▶ _Source text_:
Lysogene Reports Death of Patient Who Participated in MPS IIIA Gene Therapy Trial
October 15, 2020
Rare Daily Staff
French biotech Lysogene reported that a patient has died in the AAVance clinical trial, a global phase 2/3 trial of its gene therapy for the treatment of the lysosomal storage disorder mucopolysaccharidosis type IIIA.
Lysogene said the immediate cause of death is currently unknown and additional information is being collected. At this time, there is no evidence that the event is linked to the study drug administration. The company is diligently following per study protocol the 18 patients who have been treated in the clinical trial.
Nineteen of 20 patients had been treated as of early June when the U.S. Food and Drug Administration put a clinical hold on the trial on safety concerns based on observations in some patients of localized findings on MRI images at the intracerebral injection sites that suggested a potential connection to delivery. At the time of the hold, Lysogene said no clinical symptoms had been observed that could be directly attributed to the observed MRI findings.
Lysogene expressed its condolences to the family and said it remains committed to the LYS-SAF302 development program and the Sanfilippo patient community. The company plans to provide further information on the LYS-SAF302 program based on both ongoing data collection and future regulatory status updates.

(Collected data entries)
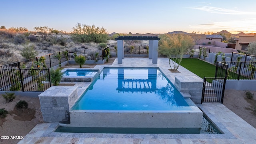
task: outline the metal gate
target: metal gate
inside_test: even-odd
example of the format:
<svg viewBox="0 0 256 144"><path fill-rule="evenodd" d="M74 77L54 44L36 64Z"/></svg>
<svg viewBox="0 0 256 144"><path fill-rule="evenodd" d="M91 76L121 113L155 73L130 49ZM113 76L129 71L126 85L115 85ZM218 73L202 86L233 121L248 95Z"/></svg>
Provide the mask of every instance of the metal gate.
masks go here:
<svg viewBox="0 0 256 144"><path fill-rule="evenodd" d="M201 103L223 102L226 78L204 78Z"/></svg>

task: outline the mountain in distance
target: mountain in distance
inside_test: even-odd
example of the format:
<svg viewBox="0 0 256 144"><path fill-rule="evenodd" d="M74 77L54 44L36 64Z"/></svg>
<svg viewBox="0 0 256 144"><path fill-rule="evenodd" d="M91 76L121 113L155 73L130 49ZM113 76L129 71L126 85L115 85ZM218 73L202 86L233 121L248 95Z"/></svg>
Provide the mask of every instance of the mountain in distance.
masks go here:
<svg viewBox="0 0 256 144"><path fill-rule="evenodd" d="M214 33L212 34L225 34L226 35L227 35L227 36L238 36L239 35L253 35L254 36L254 34L253 33L244 33L244 32L240 32L238 34L231 34L231 33L228 32L228 31L226 30L222 30L222 31L221 31L220 32L216 32L216 33Z"/></svg>

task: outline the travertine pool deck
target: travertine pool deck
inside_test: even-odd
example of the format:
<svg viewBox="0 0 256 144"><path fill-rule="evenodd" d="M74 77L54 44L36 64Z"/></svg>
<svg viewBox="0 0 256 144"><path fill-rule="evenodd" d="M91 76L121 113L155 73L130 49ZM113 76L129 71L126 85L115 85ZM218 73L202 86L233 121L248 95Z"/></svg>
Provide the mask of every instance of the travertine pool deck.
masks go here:
<svg viewBox="0 0 256 144"><path fill-rule="evenodd" d="M172 73L168 59L158 58L158 64L152 64L147 58L128 58L118 64L117 59L111 65L98 65L94 68L108 67L158 67L174 84L175 76L192 80L201 78L180 66L181 73ZM166 70L163 70L166 69ZM69 82L70 83L70 82ZM90 82L77 82L78 94L82 94ZM197 104L223 134L115 134L54 132L58 124L38 124L19 144L254 144L256 129L219 103Z"/></svg>

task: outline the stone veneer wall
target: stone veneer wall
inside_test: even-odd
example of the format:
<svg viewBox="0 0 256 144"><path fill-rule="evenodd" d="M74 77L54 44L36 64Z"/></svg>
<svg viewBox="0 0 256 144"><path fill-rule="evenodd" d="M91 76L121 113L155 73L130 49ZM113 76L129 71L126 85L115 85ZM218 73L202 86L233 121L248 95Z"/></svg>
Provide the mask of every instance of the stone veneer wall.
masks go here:
<svg viewBox="0 0 256 144"><path fill-rule="evenodd" d="M175 76L174 86L179 91L189 94L194 103L201 104L203 82L195 76Z"/></svg>
<svg viewBox="0 0 256 144"><path fill-rule="evenodd" d="M69 110L78 99L77 87L53 86L38 96L45 122L70 122Z"/></svg>

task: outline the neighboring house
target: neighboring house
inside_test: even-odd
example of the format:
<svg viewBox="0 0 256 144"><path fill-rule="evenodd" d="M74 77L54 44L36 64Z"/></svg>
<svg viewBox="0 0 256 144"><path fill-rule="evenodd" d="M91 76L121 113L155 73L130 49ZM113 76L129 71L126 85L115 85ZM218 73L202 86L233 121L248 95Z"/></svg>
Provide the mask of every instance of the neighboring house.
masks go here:
<svg viewBox="0 0 256 144"><path fill-rule="evenodd" d="M256 33L243 34L239 36L238 38L235 39L237 50L247 51L249 43L256 41Z"/></svg>
<svg viewBox="0 0 256 144"><path fill-rule="evenodd" d="M108 36L110 36L110 37L112 36L114 34L117 34L116 32L112 32L110 34L108 34Z"/></svg>
<svg viewBox="0 0 256 144"><path fill-rule="evenodd" d="M207 34L206 36L206 40L214 40L221 42L223 40L223 37L220 34Z"/></svg>
<svg viewBox="0 0 256 144"><path fill-rule="evenodd" d="M184 32L182 31L173 31L172 32L168 32L167 34L190 34L189 33L187 33L186 32Z"/></svg>

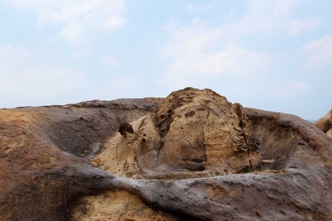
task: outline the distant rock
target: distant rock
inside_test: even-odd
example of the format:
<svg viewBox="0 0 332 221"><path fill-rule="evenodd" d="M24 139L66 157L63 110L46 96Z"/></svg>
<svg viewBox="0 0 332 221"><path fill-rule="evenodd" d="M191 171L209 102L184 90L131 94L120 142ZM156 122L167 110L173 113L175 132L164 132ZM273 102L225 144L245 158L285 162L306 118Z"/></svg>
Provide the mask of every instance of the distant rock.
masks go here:
<svg viewBox="0 0 332 221"><path fill-rule="evenodd" d="M1 220L329 220L331 168L311 123L209 89L0 109Z"/></svg>
<svg viewBox="0 0 332 221"><path fill-rule="evenodd" d="M329 137L332 137L332 110L318 119L315 124L326 133Z"/></svg>

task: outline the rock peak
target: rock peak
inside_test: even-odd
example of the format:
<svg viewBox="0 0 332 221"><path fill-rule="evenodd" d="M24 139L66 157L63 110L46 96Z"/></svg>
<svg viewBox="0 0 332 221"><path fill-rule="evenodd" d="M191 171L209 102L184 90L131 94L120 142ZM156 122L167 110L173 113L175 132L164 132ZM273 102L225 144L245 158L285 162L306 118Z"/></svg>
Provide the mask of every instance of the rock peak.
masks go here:
<svg viewBox="0 0 332 221"><path fill-rule="evenodd" d="M210 89L171 93L154 113L132 122L133 140L111 141L113 150L127 150L119 160L133 166L119 175L194 171L212 176L255 169L261 160L259 142L241 108ZM109 157L102 157L98 164Z"/></svg>

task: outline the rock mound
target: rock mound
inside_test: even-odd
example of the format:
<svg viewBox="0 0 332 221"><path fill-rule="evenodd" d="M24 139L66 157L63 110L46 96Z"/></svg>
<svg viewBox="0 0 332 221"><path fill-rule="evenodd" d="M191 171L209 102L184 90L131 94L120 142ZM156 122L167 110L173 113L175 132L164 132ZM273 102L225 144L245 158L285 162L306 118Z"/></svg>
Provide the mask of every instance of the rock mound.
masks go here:
<svg viewBox="0 0 332 221"><path fill-rule="evenodd" d="M131 124L136 133L112 138L95 160L98 166L151 177L249 172L260 164L259 142L241 105L210 89L174 92Z"/></svg>
<svg viewBox="0 0 332 221"><path fill-rule="evenodd" d="M1 220L329 220L331 180L321 130L210 90L0 109Z"/></svg>

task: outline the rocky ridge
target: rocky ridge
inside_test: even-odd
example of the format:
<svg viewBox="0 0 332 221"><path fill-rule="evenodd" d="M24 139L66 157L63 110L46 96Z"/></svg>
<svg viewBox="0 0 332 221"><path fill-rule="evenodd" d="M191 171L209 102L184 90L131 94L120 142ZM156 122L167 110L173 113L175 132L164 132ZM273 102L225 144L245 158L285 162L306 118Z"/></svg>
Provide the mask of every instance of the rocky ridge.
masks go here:
<svg viewBox="0 0 332 221"><path fill-rule="evenodd" d="M118 133L123 122L133 133ZM312 124L210 90L1 109L0 215L326 220L331 155Z"/></svg>

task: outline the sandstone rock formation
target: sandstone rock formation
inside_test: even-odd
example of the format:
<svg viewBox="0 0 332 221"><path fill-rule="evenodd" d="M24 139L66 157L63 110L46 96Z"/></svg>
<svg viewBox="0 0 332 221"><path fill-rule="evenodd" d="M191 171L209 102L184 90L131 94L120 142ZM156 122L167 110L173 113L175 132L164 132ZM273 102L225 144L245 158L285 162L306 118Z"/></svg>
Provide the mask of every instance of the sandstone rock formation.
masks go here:
<svg viewBox="0 0 332 221"><path fill-rule="evenodd" d="M312 124L210 90L0 109L0 217L328 220L331 156Z"/></svg>
<svg viewBox="0 0 332 221"><path fill-rule="evenodd" d="M332 137L332 110L331 110L325 116L320 118L315 124L326 135Z"/></svg>

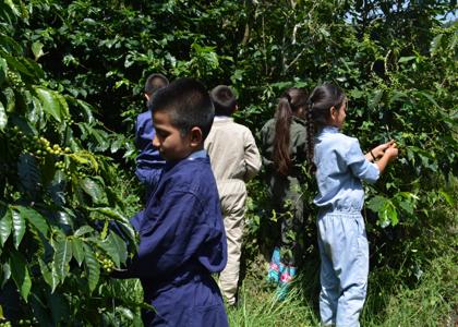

▶ _Work required_:
Write out, word for word, the part of the gene therapy trial report starting with "Nineteen of 20" and going on through "regulatory status updates.". The listing is not needed for this work.

▶ _Response area_:
Nineteen of 20 patients had been treated as of early June when the U.S. Food and Drug Administration put a clinical hold on the trial on safety concerns based on observations in some patients of localized findings on MRI images at the intracerebral injection sites that suggested a potential connection to delivery. At the time of the hold, Lysogene said no clinical symptoms had been observed that could be directly attributed to the observed MRI findings.
Lysogene expressed its condolences to the family and said it remains committed to the LYS-SAF302 development program and the Sanfilippo patient community. The company plans to provide further information on the LYS-SAF302 program based on both ongoing data collection and future regulatory status updates.